● Task statement
So that the copy matches the original, write out every entry exactly.

[Region pointing data]
•••

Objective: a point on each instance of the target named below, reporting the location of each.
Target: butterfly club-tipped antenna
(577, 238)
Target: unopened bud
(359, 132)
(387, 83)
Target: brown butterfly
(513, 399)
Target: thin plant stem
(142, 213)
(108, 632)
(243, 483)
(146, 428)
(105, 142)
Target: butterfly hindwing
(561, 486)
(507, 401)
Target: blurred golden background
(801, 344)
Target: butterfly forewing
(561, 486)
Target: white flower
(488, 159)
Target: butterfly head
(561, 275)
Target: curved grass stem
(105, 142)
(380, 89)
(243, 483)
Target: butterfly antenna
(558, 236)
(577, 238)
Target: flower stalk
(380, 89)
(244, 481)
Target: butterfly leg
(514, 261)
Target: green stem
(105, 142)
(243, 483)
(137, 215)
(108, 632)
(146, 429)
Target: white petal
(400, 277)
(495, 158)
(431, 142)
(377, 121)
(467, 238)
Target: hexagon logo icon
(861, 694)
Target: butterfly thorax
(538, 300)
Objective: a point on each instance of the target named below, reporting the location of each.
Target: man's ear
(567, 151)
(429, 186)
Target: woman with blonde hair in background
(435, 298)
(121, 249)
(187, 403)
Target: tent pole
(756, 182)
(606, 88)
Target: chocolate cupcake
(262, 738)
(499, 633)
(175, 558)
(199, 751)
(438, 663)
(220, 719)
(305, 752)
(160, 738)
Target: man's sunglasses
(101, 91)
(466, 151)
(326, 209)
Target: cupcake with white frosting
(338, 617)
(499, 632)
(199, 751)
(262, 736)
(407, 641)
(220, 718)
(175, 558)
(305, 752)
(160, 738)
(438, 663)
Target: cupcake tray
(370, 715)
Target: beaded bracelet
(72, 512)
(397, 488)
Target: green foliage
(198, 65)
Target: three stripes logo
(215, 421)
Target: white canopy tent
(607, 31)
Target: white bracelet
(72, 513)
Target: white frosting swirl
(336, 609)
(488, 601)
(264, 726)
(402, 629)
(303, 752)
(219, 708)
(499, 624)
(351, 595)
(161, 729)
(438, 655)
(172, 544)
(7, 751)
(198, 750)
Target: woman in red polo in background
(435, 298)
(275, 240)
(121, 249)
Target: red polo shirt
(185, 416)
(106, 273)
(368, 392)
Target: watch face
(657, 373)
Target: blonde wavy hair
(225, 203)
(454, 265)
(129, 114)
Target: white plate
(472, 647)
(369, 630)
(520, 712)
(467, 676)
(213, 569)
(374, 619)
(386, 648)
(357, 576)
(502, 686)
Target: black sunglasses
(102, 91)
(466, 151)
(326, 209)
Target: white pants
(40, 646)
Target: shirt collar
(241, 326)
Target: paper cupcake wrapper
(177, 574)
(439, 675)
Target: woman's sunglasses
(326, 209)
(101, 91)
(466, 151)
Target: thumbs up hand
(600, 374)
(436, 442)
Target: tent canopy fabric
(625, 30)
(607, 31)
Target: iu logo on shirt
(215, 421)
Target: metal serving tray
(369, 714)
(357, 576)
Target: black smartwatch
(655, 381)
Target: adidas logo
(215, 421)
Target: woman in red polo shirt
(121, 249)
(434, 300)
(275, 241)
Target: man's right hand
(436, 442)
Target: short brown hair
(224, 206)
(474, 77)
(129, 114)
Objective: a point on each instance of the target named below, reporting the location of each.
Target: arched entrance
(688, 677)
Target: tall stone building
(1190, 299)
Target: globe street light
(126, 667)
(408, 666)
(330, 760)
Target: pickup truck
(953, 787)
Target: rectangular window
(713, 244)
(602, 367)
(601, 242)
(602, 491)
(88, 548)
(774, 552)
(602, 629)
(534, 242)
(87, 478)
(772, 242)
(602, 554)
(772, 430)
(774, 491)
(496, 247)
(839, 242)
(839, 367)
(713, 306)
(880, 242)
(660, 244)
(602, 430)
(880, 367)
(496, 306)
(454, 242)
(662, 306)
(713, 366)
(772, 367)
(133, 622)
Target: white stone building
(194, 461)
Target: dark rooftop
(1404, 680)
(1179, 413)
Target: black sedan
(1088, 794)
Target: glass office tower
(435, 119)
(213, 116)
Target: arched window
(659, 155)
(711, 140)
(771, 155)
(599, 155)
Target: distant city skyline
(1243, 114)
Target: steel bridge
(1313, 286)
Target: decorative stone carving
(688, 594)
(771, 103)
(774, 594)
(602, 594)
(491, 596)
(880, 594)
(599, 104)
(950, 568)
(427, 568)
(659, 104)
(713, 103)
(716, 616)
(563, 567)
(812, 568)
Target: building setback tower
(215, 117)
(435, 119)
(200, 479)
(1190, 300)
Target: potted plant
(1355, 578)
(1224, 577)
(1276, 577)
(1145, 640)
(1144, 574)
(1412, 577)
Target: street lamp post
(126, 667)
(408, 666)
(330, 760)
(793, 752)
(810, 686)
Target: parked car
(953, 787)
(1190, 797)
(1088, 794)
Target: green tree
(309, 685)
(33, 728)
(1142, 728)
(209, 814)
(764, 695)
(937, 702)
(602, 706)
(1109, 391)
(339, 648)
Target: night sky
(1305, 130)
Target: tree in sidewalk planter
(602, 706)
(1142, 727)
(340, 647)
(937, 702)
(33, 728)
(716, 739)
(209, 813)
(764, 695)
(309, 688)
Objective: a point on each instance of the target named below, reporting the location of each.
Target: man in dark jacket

•••

● Task solution
Objective: a point on each instance of the target named below, reporting the location of each.
Target: butterfly club-tipped antenna
(577, 238)
Target: unopened bud
(359, 132)
(387, 83)
Target: brown butterfly
(513, 399)
Target: thin plant stem
(142, 213)
(108, 632)
(243, 483)
(146, 428)
(105, 142)
Target: butterfly hindwing
(561, 486)
(507, 401)
Target: blurred golden background
(801, 344)
Target: butterfly forewing
(561, 486)
Target: white flower
(488, 159)
Target: butterfly head
(561, 275)
Target: curved grass stem
(105, 142)
(380, 89)
(243, 483)
Target: butterfly antenna
(558, 236)
(577, 238)
Target: flower stalk
(380, 89)
(244, 481)
Target: butterfly leg
(514, 261)
Target: green stem
(105, 142)
(243, 483)
(137, 215)
(108, 632)
(146, 429)
Target: white petal
(400, 277)
(495, 158)
(431, 142)
(377, 121)
(467, 238)
Target: hexagon logo icon
(861, 694)
Target: butterfly thorax
(538, 300)
Objective: a point on each instance of the target named below, reporting the location of each.
Target: man's ear
(567, 151)
(429, 186)
Target: woman with blonde hair in background
(435, 298)
(121, 249)
(187, 403)
Target: tent pole
(756, 182)
(606, 88)
Target: chocolate cupcake
(262, 738)
(499, 633)
(175, 558)
(199, 751)
(438, 663)
(220, 719)
(305, 752)
(160, 738)
Target: man's sunglasses
(101, 91)
(466, 151)
(326, 209)
Target: cupcake with white frosting
(338, 617)
(499, 632)
(199, 751)
(262, 736)
(407, 641)
(220, 718)
(175, 558)
(305, 752)
(160, 738)
(438, 663)
Target: cupcake tray
(370, 715)
Target: beaded bracelet
(72, 512)
(397, 488)
Target: green foliage
(198, 65)
Target: three stripes logo
(215, 421)
Target: white canopy tent
(607, 31)
Target: white bracelet
(72, 513)
Target: white frosting swirl
(336, 609)
(488, 601)
(264, 726)
(402, 629)
(303, 752)
(219, 708)
(499, 624)
(351, 595)
(161, 729)
(438, 655)
(172, 544)
(7, 751)
(198, 750)
Target: woman in red polo in background
(435, 298)
(275, 240)
(121, 249)
Target: red polo shirt
(185, 416)
(106, 273)
(368, 392)
Target: watch face
(657, 373)
Target: blonde wavy hair
(225, 203)
(454, 265)
(129, 114)
Target: white plate
(472, 647)
(369, 630)
(520, 712)
(467, 676)
(213, 569)
(374, 619)
(386, 648)
(357, 576)
(502, 686)
Target: black sunglasses
(102, 91)
(466, 151)
(326, 209)
Target: white pants
(40, 646)
Target: shirt collar
(241, 326)
Target: paper cupcake wrapper
(177, 574)
(439, 675)
Target: woman's sunglasses
(326, 209)
(101, 91)
(466, 151)
Target: thumbs up hand
(600, 374)
(436, 442)
Target: tent canopy fabric
(625, 30)
(607, 31)
Target: iu logo on shirt
(215, 421)
Target: metal serving tray
(369, 714)
(357, 576)
Target: black smartwatch
(655, 381)
Target: adidas logo
(215, 421)
Target: woman in red polo shirt
(121, 249)
(434, 300)
(275, 241)
Target: man's right hand
(436, 442)
Target: short brown hair
(224, 206)
(474, 77)
(129, 114)
Objective: a point on each instance of the target named below, reporting the location of each.
Target: arched entrance
(688, 677)
Target: tall stone building
(1190, 299)
Target: globe street light
(126, 667)
(408, 666)
(330, 760)
Target: pickup truck
(953, 787)
Target: rectangular window
(713, 244)
(602, 367)
(601, 242)
(602, 491)
(88, 548)
(774, 552)
(602, 629)
(534, 242)
(87, 478)
(772, 242)
(602, 554)
(772, 430)
(774, 491)
(496, 247)
(839, 242)
(839, 367)
(713, 306)
(880, 242)
(660, 244)
(602, 430)
(880, 367)
(496, 306)
(454, 242)
(662, 306)
(713, 366)
(772, 367)
(133, 622)
Target: white stone building
(194, 461)
Target: dark rooftop
(1404, 680)
(1179, 413)
Target: black sedan
(1088, 794)
Target: glass office tower
(435, 119)
(213, 116)
Target: arched window
(659, 155)
(711, 140)
(771, 155)
(599, 155)
Target: distant city skyline
(1243, 114)
Target: steel bridge
(1313, 286)
Target: decorative stone carving
(688, 594)
(771, 103)
(774, 594)
(602, 594)
(491, 596)
(880, 594)
(599, 104)
(950, 568)
(427, 568)
(659, 104)
(713, 103)
(716, 616)
(563, 567)
(812, 568)
Target: building setback tower
(215, 117)
(435, 119)
(200, 479)
(1190, 300)
Target: potted plant
(1355, 578)
(1224, 577)
(1276, 577)
(1145, 640)
(1144, 574)
(1412, 577)
Target: street lamp post
(126, 667)
(408, 666)
(330, 760)
(793, 752)
(810, 686)
Target: parked car
(953, 787)
(1190, 797)
(1088, 794)
Target: green tree
(309, 685)
(33, 728)
(1142, 728)
(209, 814)
(764, 695)
(937, 702)
(602, 706)
(1109, 391)
(339, 648)
Target: night sky
(1305, 130)
Target: tree in sidewalk planter
(602, 706)
(1142, 727)
(340, 647)
(937, 702)
(33, 728)
(716, 739)
(209, 813)
(764, 695)
(309, 688)
Objective: a point on each instance of the target named below, reporting the location of each.
Target: man in dark jacket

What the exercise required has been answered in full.